_Problem to work on_
Can you copy, word for word, the part of the records below that opens with the line containing "indicate the arched" and runs through the end of the records, including both ends and leaving the pictures out?

_Data listing_
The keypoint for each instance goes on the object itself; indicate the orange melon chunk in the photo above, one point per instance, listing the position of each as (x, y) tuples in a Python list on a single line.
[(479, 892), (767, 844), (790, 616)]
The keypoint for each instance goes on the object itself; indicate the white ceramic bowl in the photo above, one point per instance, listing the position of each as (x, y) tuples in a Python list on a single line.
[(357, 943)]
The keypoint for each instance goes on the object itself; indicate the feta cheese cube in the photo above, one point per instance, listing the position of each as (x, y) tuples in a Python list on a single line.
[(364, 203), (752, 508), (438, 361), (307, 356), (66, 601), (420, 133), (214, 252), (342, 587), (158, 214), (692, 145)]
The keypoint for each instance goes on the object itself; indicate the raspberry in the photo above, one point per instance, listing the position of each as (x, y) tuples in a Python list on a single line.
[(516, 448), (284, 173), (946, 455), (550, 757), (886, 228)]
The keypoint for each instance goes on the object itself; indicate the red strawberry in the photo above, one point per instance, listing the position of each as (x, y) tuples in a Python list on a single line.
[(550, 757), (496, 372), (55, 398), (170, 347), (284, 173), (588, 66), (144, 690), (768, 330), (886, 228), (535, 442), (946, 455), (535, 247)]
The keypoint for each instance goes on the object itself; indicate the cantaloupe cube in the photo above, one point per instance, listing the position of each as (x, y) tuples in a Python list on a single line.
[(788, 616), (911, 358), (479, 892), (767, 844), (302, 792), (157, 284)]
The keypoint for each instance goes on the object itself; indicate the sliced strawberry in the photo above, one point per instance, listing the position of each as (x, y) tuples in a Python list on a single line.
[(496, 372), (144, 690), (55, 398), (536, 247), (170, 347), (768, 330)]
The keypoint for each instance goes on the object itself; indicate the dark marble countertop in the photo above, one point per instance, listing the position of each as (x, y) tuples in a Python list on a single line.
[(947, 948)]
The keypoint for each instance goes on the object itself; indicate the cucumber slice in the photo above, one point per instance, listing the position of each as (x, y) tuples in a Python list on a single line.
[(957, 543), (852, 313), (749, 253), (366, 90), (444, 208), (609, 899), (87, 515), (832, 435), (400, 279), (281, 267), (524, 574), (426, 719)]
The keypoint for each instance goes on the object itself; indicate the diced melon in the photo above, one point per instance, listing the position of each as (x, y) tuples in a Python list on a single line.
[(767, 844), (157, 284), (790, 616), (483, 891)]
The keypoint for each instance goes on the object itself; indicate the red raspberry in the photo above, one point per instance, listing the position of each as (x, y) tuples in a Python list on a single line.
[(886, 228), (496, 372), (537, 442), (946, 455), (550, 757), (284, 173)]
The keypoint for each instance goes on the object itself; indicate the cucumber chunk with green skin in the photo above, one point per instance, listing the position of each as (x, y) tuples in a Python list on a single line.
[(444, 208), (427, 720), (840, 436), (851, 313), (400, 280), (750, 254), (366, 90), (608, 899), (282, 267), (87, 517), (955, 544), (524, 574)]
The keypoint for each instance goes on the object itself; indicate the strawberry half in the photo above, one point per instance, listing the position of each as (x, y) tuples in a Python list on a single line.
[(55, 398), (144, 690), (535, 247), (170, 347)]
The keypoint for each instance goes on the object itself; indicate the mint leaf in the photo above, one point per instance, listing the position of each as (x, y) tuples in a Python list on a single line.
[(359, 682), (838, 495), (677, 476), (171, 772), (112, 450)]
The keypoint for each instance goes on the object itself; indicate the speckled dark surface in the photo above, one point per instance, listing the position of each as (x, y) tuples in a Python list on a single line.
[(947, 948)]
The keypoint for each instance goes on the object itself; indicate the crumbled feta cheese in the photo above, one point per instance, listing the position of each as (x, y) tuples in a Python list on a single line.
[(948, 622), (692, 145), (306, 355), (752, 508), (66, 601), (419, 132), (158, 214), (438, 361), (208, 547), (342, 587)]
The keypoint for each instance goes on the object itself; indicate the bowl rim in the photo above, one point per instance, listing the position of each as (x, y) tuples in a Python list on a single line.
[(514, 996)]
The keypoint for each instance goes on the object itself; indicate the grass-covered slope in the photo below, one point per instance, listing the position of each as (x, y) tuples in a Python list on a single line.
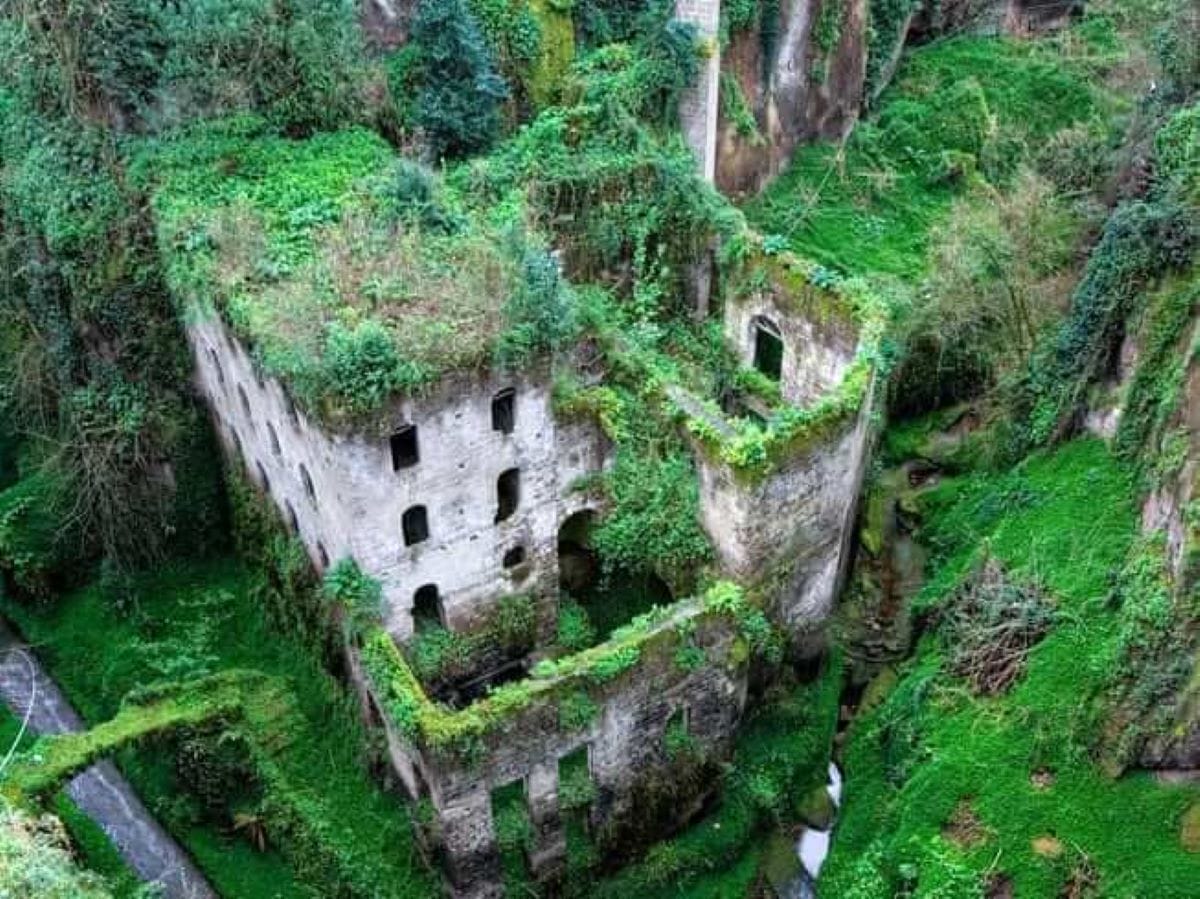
[(948, 791), (329, 829), (958, 109)]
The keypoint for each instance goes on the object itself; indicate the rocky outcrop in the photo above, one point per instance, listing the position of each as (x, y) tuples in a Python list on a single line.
[(798, 77)]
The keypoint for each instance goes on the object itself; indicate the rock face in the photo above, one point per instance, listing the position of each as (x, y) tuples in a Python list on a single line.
[(801, 76)]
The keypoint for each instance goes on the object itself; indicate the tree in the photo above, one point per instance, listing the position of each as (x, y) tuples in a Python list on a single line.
[(460, 102)]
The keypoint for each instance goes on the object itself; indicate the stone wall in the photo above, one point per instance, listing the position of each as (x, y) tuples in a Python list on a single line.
[(357, 499), (624, 743), (796, 90), (817, 351), (700, 106), (793, 523)]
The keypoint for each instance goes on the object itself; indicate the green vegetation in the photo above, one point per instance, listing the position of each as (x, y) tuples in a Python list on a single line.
[(34, 861), (780, 756), (1020, 767), (961, 109), (648, 640), (460, 100), (1006, 217), (303, 781)]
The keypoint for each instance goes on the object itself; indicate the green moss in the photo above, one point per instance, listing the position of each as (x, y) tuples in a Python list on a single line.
[(780, 755), (1063, 520), (552, 682), (335, 833), (869, 207)]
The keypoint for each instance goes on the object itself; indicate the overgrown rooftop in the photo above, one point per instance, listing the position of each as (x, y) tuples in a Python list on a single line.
[(348, 269)]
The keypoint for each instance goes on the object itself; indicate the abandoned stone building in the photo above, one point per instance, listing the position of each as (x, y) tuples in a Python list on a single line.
[(467, 493), (462, 497), (457, 504)]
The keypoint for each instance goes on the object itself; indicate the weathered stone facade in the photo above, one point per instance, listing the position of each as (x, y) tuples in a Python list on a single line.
[(345, 497), (700, 107), (795, 521), (624, 743)]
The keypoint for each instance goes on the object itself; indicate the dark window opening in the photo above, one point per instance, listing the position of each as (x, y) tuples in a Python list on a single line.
[(576, 789), (504, 411), (216, 365), (427, 612), (262, 477), (677, 738), (415, 526), (508, 493), (405, 450), (307, 484), (768, 348)]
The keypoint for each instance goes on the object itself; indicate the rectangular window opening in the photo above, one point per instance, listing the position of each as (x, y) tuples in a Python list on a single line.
[(768, 351), (405, 450), (504, 412), (576, 787), (508, 495)]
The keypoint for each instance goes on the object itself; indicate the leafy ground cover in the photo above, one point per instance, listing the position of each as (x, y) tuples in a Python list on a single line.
[(959, 109), (192, 619), (948, 791)]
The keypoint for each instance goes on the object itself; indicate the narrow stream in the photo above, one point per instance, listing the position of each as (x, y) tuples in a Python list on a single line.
[(813, 847), (100, 791)]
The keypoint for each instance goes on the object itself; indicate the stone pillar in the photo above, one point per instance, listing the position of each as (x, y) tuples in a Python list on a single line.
[(549, 853), (699, 109), (468, 838)]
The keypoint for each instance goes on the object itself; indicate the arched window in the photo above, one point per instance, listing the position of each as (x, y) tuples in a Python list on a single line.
[(415, 525), (508, 493), (427, 610), (504, 411), (768, 348)]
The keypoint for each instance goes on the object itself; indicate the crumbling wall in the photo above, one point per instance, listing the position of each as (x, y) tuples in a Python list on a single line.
[(819, 349), (357, 498), (624, 742), (700, 105), (802, 79)]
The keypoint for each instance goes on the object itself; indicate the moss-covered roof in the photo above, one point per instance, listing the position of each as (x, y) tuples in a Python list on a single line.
[(348, 269)]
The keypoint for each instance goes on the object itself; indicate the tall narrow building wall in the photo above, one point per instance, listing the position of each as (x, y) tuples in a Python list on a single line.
[(700, 107)]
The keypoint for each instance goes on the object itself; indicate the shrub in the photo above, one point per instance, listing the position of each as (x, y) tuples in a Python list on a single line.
[(361, 597), (460, 102), (575, 629)]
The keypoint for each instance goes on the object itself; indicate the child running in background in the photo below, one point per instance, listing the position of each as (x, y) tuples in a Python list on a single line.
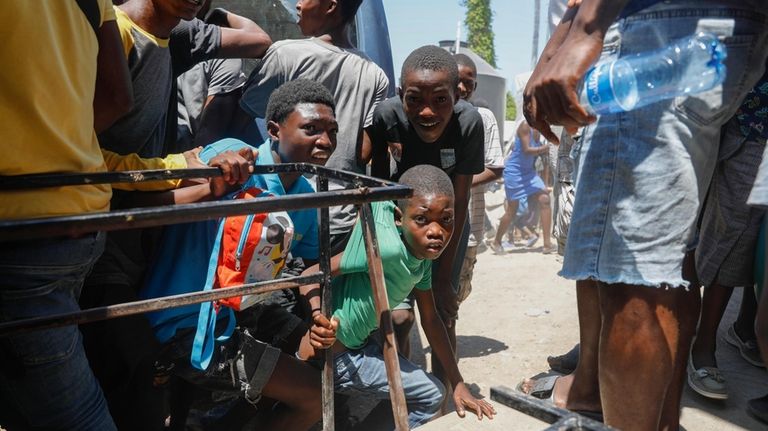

_Exercise output_
The keypoint for each instance goes on the object itself; indicate the arched window in the photo above, one point per instance, listing the position of each as (x, y) tuples in a Python list on a single line.
[(415, 525), (508, 493), (427, 610), (504, 411), (768, 348)]
The keypoint for each instance goes on the object itself; indicate the crumbling wall in the photo above, one point per instance, listing the position of each as (x, y) tuples in a Python list on a single line.
[(819, 349), (357, 498), (624, 742), (700, 105), (802, 79)]
The keypoint for each instance goes on the object itself; indicate the moss-covered roof in the photo above, one point per instance, listing the position of each as (x, y) tuples in a Python list on a single line.
[(348, 269)]
The keypoint for each instance goes on the object itself; indicate the tall narrow building wall in the photo above, one point per instance, listing the position of each as (x, y) tuples in a Python list on a single line.
[(700, 107)]
The keypoint for each instance goes on the object itself; indicate the shrub in the photo above, one point per instance, listing the position of each as (x, y) tuples in a Python list on a single line.
[(361, 597), (460, 102), (575, 629)]
The keypoint for each instance goes on the object itself; indicate the child running in background in the photo below, one point per instance, listing the position of each as (x, y) tuples in a Python list on a single line.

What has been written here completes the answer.